→ Aim of the task: Output every line of the entries from the line containing "the white pebble" through the last, exactly, with no other content.

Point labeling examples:
■ ■ ■ ■ ■
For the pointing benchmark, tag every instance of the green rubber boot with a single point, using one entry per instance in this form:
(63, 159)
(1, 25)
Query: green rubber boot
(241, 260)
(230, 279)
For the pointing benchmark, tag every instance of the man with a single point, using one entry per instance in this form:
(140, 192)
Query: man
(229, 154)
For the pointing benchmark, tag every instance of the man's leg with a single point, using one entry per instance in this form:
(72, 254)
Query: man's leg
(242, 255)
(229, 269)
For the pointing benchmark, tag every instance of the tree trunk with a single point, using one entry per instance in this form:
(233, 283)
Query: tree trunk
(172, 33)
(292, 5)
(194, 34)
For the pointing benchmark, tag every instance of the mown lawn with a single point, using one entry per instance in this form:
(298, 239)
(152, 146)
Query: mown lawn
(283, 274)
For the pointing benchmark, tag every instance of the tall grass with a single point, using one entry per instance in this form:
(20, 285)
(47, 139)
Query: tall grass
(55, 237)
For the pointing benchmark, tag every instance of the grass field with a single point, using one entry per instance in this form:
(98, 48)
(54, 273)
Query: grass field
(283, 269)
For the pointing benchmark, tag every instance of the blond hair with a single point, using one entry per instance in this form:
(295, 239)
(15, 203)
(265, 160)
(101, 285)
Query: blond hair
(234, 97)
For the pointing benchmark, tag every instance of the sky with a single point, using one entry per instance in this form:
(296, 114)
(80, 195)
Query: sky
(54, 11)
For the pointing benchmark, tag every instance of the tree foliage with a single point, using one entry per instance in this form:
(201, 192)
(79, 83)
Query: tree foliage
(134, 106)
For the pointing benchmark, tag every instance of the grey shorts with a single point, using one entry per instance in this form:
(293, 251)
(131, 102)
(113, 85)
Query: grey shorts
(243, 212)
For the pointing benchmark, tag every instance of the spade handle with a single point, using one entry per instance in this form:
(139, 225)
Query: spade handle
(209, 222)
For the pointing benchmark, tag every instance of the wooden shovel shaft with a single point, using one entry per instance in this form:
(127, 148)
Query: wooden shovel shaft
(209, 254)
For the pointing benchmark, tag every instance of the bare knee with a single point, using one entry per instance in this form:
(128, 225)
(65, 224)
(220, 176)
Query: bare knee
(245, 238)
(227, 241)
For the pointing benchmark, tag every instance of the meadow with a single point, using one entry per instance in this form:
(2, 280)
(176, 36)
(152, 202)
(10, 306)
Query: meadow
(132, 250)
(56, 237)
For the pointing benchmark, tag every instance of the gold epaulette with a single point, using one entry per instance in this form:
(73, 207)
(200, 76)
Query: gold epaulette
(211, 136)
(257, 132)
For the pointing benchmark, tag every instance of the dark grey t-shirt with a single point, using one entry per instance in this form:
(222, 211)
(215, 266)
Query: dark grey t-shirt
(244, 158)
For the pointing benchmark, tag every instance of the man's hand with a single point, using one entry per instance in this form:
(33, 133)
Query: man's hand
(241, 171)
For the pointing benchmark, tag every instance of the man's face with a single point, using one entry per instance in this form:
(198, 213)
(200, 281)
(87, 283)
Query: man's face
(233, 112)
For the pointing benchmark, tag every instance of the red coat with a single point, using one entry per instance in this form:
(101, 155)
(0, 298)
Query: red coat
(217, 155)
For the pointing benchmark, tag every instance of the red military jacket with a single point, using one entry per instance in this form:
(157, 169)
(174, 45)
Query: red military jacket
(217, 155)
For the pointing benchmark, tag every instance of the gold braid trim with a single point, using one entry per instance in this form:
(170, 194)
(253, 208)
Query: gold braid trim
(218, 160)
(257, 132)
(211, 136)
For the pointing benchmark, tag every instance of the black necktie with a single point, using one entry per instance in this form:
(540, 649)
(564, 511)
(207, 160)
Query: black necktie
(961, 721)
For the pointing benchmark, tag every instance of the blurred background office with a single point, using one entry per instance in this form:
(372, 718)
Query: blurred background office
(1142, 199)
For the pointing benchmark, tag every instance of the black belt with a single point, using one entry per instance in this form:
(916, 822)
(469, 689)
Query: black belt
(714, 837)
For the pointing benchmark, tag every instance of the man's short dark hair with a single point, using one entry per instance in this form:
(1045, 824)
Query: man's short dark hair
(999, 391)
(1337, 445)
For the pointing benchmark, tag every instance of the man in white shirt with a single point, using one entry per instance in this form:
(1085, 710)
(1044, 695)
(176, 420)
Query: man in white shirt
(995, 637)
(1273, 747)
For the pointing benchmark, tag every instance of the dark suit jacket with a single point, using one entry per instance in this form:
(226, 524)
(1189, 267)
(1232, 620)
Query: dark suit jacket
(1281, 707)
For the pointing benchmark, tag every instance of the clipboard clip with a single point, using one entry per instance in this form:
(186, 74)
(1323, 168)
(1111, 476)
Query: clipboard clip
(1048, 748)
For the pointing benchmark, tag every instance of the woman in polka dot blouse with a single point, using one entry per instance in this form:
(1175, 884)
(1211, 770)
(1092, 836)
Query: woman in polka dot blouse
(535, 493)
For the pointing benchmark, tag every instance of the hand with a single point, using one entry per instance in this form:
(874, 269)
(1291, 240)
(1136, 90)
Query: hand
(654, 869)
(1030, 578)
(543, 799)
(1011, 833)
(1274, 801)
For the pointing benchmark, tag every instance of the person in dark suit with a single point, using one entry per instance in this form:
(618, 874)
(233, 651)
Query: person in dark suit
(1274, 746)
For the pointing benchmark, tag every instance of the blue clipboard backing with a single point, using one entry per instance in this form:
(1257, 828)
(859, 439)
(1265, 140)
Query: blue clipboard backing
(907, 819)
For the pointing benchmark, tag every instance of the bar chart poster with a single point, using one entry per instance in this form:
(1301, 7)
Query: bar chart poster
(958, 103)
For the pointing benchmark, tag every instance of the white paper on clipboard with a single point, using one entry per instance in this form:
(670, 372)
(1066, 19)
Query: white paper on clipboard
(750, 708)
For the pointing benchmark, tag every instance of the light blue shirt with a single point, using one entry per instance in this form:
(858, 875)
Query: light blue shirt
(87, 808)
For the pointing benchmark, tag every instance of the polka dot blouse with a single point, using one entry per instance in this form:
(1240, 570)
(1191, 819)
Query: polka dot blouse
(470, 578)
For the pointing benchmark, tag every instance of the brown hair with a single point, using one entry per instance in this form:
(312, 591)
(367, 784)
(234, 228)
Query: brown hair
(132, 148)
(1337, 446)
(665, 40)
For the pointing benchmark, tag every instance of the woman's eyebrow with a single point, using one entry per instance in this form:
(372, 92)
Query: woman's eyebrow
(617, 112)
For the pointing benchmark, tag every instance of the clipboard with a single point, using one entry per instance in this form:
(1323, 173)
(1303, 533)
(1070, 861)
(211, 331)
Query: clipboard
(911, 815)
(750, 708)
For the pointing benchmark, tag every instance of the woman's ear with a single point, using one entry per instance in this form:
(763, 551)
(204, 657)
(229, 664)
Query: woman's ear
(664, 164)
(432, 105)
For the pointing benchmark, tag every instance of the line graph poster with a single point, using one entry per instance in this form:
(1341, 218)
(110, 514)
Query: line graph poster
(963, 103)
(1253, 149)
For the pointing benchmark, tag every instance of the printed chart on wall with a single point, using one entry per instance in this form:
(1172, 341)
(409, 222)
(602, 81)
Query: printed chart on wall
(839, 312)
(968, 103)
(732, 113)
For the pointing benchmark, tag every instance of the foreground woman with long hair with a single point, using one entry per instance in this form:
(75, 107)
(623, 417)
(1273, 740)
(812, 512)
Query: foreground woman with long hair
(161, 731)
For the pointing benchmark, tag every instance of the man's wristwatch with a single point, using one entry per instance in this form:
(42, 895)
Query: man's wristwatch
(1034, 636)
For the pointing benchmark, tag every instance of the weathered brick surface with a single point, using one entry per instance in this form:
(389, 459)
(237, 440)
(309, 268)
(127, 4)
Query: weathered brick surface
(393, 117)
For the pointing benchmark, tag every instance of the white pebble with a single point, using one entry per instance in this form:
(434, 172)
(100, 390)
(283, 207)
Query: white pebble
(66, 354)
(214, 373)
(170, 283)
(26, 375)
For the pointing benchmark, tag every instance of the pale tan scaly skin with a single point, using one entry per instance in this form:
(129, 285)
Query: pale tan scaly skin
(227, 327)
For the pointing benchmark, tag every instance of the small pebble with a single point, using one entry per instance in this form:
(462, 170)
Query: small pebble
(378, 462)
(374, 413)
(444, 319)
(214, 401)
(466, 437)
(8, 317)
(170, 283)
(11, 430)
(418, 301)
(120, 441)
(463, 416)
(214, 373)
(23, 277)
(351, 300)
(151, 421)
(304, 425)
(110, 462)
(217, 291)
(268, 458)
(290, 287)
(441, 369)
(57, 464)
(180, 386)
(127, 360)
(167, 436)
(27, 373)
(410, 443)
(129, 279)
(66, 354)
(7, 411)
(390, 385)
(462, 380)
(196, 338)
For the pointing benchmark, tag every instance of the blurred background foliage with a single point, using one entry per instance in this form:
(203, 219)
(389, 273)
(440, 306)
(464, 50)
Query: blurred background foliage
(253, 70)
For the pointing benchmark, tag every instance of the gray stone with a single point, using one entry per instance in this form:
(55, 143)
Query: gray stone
■ ■ ■ ■ ■
→ Complete output:
For the pointing benchmark, tag every instance of the white pebble with a single point, using one entry per instance in this form:
(434, 172)
(100, 390)
(283, 207)
Query: white pebble
(66, 354)
(214, 373)
(170, 283)
(26, 375)
For the pointing benchmark, tag every instance of the pale tan scaly skin with a single point, using one entry per instance in this form:
(129, 285)
Query: pale tan scaly skin
(227, 327)
For the pointing benchmark, tag every instance of the small pebble with a single point, using one entry per instance in this form:
(462, 170)
Query: small pebble
(378, 462)
(374, 413)
(444, 319)
(214, 401)
(466, 437)
(8, 317)
(170, 283)
(11, 430)
(418, 301)
(120, 441)
(463, 416)
(214, 373)
(23, 277)
(351, 300)
(151, 421)
(304, 425)
(110, 462)
(217, 291)
(268, 458)
(290, 287)
(441, 369)
(57, 464)
(180, 386)
(127, 360)
(167, 436)
(27, 373)
(410, 443)
(129, 279)
(66, 354)
(7, 411)
(390, 385)
(462, 380)
(196, 338)
For the pointing benchmark, tag every instance of the blurred background foliage with a single point, using one entry per instance in this form:
(203, 219)
(389, 273)
(440, 306)
(464, 50)
Query: blurred background foliage
(253, 70)
For the pointing benchmark, tag every instance of the gray stone with a single point, using one entry per instance in this form:
(55, 143)
Query: gray stone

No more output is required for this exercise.